** Opening SUPPLIED RECORDS block **

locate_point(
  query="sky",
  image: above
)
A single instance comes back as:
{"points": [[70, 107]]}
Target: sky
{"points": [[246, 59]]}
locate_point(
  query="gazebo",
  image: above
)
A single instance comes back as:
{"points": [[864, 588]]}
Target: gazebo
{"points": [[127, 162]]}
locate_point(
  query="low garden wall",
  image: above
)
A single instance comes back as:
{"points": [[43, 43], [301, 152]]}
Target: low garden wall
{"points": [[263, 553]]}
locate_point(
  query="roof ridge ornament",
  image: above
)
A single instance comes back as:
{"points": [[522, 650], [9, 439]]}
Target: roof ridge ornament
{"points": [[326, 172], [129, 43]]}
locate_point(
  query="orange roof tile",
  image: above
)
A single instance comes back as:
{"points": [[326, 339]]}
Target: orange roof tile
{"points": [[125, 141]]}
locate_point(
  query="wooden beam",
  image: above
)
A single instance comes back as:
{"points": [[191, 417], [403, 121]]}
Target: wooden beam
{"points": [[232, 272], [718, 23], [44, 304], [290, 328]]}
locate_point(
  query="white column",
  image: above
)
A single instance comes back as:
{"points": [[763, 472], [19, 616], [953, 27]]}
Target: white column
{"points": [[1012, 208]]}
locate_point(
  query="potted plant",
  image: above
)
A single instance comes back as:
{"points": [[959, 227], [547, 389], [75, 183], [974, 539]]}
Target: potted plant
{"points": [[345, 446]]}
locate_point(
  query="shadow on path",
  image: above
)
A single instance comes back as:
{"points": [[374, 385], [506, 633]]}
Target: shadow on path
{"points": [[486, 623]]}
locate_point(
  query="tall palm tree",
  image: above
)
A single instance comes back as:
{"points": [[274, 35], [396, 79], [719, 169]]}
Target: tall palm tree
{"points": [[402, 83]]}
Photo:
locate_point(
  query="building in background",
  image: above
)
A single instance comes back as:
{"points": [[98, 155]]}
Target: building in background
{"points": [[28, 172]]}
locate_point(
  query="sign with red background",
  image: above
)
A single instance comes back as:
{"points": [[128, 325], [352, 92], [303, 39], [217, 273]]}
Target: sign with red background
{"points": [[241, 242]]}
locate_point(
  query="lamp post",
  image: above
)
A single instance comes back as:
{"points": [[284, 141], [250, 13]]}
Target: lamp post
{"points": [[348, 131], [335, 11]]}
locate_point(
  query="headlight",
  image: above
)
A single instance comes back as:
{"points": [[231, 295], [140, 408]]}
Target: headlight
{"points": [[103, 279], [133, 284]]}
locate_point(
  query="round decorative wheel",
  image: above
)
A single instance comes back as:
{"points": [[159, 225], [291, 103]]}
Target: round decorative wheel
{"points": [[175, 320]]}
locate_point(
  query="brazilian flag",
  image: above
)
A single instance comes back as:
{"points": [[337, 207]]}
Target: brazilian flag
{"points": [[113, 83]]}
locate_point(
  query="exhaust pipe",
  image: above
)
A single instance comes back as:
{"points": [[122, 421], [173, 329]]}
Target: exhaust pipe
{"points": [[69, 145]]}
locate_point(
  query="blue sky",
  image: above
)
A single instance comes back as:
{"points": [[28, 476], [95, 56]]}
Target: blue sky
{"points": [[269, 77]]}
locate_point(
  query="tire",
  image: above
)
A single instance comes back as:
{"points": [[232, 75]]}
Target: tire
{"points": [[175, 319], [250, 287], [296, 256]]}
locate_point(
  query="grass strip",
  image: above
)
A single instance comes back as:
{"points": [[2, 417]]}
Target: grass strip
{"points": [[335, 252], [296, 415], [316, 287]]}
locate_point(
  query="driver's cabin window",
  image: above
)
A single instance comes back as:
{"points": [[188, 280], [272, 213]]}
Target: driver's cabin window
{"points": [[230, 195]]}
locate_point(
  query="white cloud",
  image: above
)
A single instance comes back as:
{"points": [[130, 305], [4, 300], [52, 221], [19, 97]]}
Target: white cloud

** Closing SUPPLIED RECORDS block **

### TASK INSTRUCTIONS
Transcription of all the material must be exact.

### COMPLETED TASK
locate_point(
  query="sky",
  image: above
)
A single instance comes back as:
{"points": [[70, 107]]}
Target: sky
{"points": [[246, 59]]}
locate_point(
  query="gazebo",
  image: above
)
A single instance comes back as:
{"points": [[864, 588]]}
Target: gazebo
{"points": [[127, 162]]}
locate_point(
  query="low garden wall",
  image: above
)
A single instance comes back as:
{"points": [[43, 43], [301, 152]]}
Target: low garden wall
{"points": [[263, 553]]}
locate_point(
  query="roof ridge ornament",
  image: above
)
A single instance comes back as:
{"points": [[522, 650], [9, 439]]}
Target: roof ridge ornament
{"points": [[326, 172], [129, 43]]}
locate_point(
  query="orange roof tile",
  image: above
)
A single instance comes back as:
{"points": [[326, 339]]}
Target: orange roof tile
{"points": [[125, 141]]}
locate_point(
  query="wooden beam",
  image: above
)
A single instance comes back as:
{"points": [[191, 417], [403, 121]]}
Target: wooden beam
{"points": [[232, 272], [718, 23], [44, 304], [290, 328]]}
locate_point(
  query="white column",
  image: above
)
A single instance comes back as:
{"points": [[763, 472], [19, 616], [953, 27]]}
Target: white column
{"points": [[1012, 208]]}
locate_point(
  query="potted plant",
  image: above
)
A single instance comes back as:
{"points": [[959, 227], [547, 389], [75, 183], [974, 539]]}
Target: potted plant
{"points": [[345, 446]]}
locate_point(
  query="shadow on path",
  image: above
)
A single instance comes back as:
{"points": [[374, 385], [506, 633]]}
Target: shadow on path
{"points": [[486, 623]]}
locate_point(
  query="tall palm tree",
  image: above
)
A single instance comes back as:
{"points": [[274, 35], [396, 79], [719, 169]]}
Target: tall palm tree
{"points": [[402, 83]]}
Photo:
locate_point(
  query="building in background",
  image: above
)
A single instance comes back as:
{"points": [[98, 155]]}
Target: building in background
{"points": [[28, 172]]}
locate_point(
  query="sign with red background",
  image: above
)
A single instance comes back as:
{"points": [[128, 325], [352, 92], [303, 39], [217, 273]]}
Target: sign with red background
{"points": [[241, 242]]}
locate_point(
  query="lamp post",
  image: above
)
A single instance comes back as:
{"points": [[284, 141], [250, 13]]}
Target: lamp post
{"points": [[348, 131], [335, 11]]}
locate_point(
  query="headlight",
  image: above
)
A single instance comes back as:
{"points": [[231, 295], [140, 408]]}
Target: headlight
{"points": [[103, 279], [133, 284]]}
locate_point(
  query="round decorative wheel",
  image: above
)
A single instance comes back as:
{"points": [[159, 225], [291, 103]]}
Target: round decorative wheel
{"points": [[175, 320]]}
locate_point(
  query="brazilian flag",
  image: above
)
A single instance comes back as:
{"points": [[337, 207]]}
Target: brazilian flag
{"points": [[113, 83]]}
locate_point(
  query="exhaust pipe",
  image: above
)
A single instance comes back as:
{"points": [[122, 421], [173, 329]]}
Target: exhaust pipe
{"points": [[69, 145]]}
locate_point(
  query="blue sky",
  image: above
)
A single instance comes back as:
{"points": [[28, 476], [95, 56]]}
Target: blue sky
{"points": [[269, 77]]}
locate_point(
  query="tire",
  image: above
)
A single instance comes back as:
{"points": [[232, 75]]}
Target: tire
{"points": [[175, 319], [250, 287], [296, 256]]}
locate_point(
  query="grass strip",
  image: above
)
A single instance comes back as:
{"points": [[2, 417]]}
Target: grass strip
{"points": [[335, 252], [296, 415], [316, 287]]}
locate_point(
  query="driver's cabin window",
  image: above
)
A single instance comes back as:
{"points": [[188, 280], [272, 213]]}
Target: driver's cabin window
{"points": [[230, 195]]}
locate_point(
  query="white cloud",
  image: above
)
A single instance comes back as:
{"points": [[130, 305], [4, 300], [52, 221], [19, 97]]}
Target: white cloud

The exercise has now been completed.